Kimilerinin şahsına çeşitli methiyeler dizip “21. yüzyıl sosyalizmi”nin mimarı olarak gösterdiği Chavez’in, ölmeden halefi ilan ettiği Maduro, Venezuela’da ikinci kez başkanlık koltuğuna oturdu. Giderek güçlenen burjuva sağ muhalefet, seçimlerin gayri meşru olduğunu ve sonucu kabul etmediğini ilan etti. ABD öncülüğünde gerçekleşen ambargonun etkisiyle, yoksulluğun ciddi boyutlara ulaştığı, hiper enflasyonun olduğu, emekçilerin büyük bir bölümünün açlıkla boğuştuğu Venezuela’da, ekonomik kriz ciddi boyutlara ulaşmış durumda. Emekçiler basit bir gıda ürünü alabilmek için poşet dolusu bolivarlarla markete gitmek zorunda kalıyor, tabii market reyonunda bir şey kalmışsa! İşsizliğin ve yoksulluğun artmasıyla çevre ülkelere göç yaşanırken, şiddet, hırsızlık gibi çeşitli suç vakalarının sayısı da her geçen gün artıyor.
20 Mayısta bu koşullar altında gerçekleşen ve muhalefetin boykot kararı aldığı seçimlere katılım, 2013 yılında yapılan son cumhurbaşkanlığı seçimlerindeki %80’lik orandan %46’ya düştü. Bu kadar düşük katılımla gerçekleşen seçimde Maduro’nun aldığı oy oranı ise %67 olarak açıklandı. Kuşkusuz boykot çağrısının yanı sıra seçime katılımın düşük olmasının bir nedeni de, emekçilerin Chavezci iktidara olan güveninin giderek zayıflamasıdır. 20 yılı deviren Chavezci iktidar, son seçimlerde 5,8 milyon oy ile kendi tarihinin en düşük oyunu almış oldu.

**Görev Gereksinimleri**.
A) Venezuela seçimlerini anlatan metne göre 20 Mayıs seçimlerine katılım oranı yüzde kaç oldu?
B) Venezuela seçimlerini anlatan metni son cümlesinden itibaren sürdürün.

**Veri Kümesi İçeriği**.
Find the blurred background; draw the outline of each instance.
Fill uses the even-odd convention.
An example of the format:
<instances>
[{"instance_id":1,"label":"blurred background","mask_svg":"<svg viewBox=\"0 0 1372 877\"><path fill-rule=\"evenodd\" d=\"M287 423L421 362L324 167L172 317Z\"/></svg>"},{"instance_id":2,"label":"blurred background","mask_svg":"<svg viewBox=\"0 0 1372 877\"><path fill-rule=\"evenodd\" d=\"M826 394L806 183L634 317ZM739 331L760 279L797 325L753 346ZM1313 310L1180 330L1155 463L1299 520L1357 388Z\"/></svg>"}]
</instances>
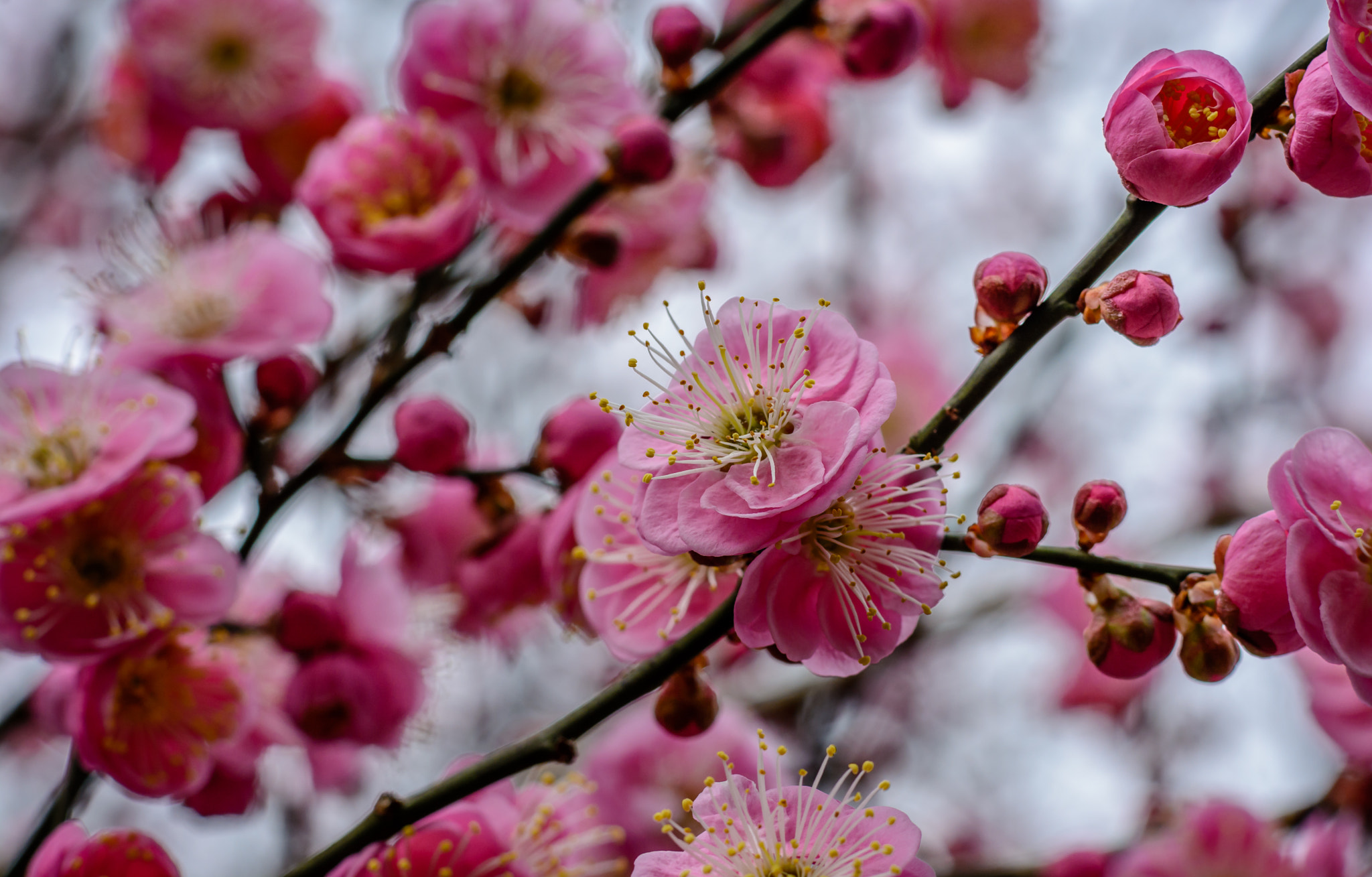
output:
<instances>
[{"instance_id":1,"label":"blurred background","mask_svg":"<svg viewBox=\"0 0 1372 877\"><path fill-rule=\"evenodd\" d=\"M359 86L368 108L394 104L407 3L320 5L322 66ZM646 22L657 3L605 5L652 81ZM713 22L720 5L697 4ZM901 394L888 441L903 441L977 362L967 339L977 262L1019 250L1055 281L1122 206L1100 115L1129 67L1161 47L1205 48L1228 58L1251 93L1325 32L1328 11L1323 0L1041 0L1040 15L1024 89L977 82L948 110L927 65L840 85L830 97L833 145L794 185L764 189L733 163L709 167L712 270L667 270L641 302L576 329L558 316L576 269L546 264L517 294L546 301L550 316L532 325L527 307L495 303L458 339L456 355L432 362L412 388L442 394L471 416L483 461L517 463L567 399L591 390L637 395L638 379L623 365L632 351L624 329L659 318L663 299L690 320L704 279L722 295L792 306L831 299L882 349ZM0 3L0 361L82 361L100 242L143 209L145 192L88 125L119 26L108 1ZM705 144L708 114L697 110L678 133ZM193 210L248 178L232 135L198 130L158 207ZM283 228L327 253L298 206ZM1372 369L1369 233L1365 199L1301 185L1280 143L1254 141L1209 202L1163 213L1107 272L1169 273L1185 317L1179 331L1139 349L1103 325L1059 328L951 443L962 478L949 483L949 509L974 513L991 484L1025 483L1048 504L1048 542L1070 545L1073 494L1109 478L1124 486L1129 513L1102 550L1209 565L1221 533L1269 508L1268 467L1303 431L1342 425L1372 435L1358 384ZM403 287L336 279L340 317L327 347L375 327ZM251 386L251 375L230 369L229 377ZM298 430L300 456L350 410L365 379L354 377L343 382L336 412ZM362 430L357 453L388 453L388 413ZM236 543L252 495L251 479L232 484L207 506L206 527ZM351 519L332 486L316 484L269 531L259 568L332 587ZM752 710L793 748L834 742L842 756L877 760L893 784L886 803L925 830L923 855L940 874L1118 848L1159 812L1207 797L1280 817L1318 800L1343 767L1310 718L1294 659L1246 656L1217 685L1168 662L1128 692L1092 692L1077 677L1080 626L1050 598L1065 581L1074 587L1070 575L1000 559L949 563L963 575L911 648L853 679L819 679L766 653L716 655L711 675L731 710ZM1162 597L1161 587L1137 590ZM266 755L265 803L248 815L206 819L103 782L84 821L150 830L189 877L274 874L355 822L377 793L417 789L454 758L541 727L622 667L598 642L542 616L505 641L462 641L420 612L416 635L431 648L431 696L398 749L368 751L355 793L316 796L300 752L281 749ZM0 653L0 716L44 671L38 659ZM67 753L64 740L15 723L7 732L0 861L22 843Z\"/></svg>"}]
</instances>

**Alıştırma Yanıtları**.
A) %46

B)
Seçim sonrasında başta ABD olmak üzere Batılı ülkelerden seçimin adil gerçekleşmediğine ve sonuçları tanımadıklarına yönelik açıklamalar geldi. Maduro ise hiçbir itirazın geçerli olmadığını belirterek, sonucu emperyalizme karşı kazanılmış bir zafer olarak ilân etti. Uygulanan ambargoya rağmen ülkenin ayakta kalmaya devam ettiğini ifade ederek, “anti-emperyalist” bir başkan olduğu imajını da sürdürdü. Ancak bu söylemine rağmen muhalif sağ burjuvaziyi pazarlık masasına çağırmayı da ihmal etmedi. Sonuçlar ilân edildikten sonra yaptığı konuşmasında “Venezuela’nın tamamı zafer kazandı! Demokrasi zafer kazandı!”, “Halktan bir başkanımız var! Çalışan bir başkan!” gibi sözler sarf eden Maduro, Venezuela halkını o gün her zamankinden daha çok sevdiğini de ekledi! Ne manidardır ki Maduro’nun halk sevgisinin kabardığı dönemde, emekçilerin ona olan desteği ve güveni oldukça azalmış durumda. Sandığa giderken Maduro’ya oy vereceğini söyleyen birçok emekçi bunun onun son şansı olduğunu da dile getirdi. Chavez’in emekçi kitlelerde yarattığı sempatiyi giderek tüketen Maduro, emekçileri bu darboğazdan kurtarma sözleri vermeyi sürdürdü.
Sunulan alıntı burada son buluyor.